### WHAT NEEDS TO BE DONE
Take the listing and print it in full, exactly as given.
▶
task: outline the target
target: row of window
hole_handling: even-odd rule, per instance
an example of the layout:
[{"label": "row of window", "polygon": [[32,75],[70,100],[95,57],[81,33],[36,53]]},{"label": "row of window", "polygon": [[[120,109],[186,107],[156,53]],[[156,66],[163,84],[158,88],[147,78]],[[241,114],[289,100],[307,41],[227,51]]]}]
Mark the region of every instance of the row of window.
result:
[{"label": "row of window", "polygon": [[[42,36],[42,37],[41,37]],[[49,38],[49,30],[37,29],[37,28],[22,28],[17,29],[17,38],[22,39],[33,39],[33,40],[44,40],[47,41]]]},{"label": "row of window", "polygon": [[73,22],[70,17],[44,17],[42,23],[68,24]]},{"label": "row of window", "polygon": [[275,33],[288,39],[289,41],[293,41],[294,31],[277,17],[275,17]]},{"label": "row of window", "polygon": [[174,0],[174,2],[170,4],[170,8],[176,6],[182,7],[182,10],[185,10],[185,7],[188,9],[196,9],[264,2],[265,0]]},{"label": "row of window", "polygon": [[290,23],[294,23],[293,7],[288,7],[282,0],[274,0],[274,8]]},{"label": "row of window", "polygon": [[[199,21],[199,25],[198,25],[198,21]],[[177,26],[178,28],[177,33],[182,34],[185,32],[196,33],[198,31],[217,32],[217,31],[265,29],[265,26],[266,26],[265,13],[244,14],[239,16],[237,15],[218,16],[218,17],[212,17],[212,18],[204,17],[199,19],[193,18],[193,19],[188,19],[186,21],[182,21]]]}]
◀
### ANSWER TO THIS PROBLEM
task: outline the target
target: row of window
hole_handling: even-odd rule, per instance
an example of the layout:
[{"label": "row of window", "polygon": [[32,75],[70,100],[95,57],[81,33],[36,53]]},{"label": "row of window", "polygon": [[[120,109],[186,107],[156,53]],[[156,66],[163,84],[158,88],[147,78]],[[241,114],[289,100],[307,41],[227,51]]]}]
Mark the region of every instance of the row of window.
result:
[{"label": "row of window", "polygon": [[[42,36],[42,37],[41,37]],[[49,38],[49,30],[37,29],[37,28],[22,28],[17,29],[17,38],[22,39],[33,39],[33,40],[44,40],[47,41]]]},{"label": "row of window", "polygon": [[73,22],[70,17],[44,17],[42,23],[68,24]]},{"label": "row of window", "polygon": [[275,33],[288,39],[289,41],[293,41],[294,31],[277,17],[275,17]]},{"label": "row of window", "polygon": [[174,0],[174,2],[170,4],[170,8],[176,6],[182,7],[182,10],[185,10],[185,7],[188,9],[196,9],[264,2],[265,0]]},{"label": "row of window", "polygon": [[290,23],[294,23],[293,7],[288,7],[282,0],[274,0],[274,8]]},{"label": "row of window", "polygon": [[[199,21],[199,25],[198,25],[198,21]],[[177,26],[178,28],[177,33],[182,34],[185,32],[196,33],[198,31],[217,32],[217,31],[265,29],[265,26],[266,26],[265,13],[244,14],[239,16],[237,15],[218,16],[218,17],[212,17],[212,18],[204,17],[199,19],[193,18],[193,19],[188,19],[186,21],[182,21]]]}]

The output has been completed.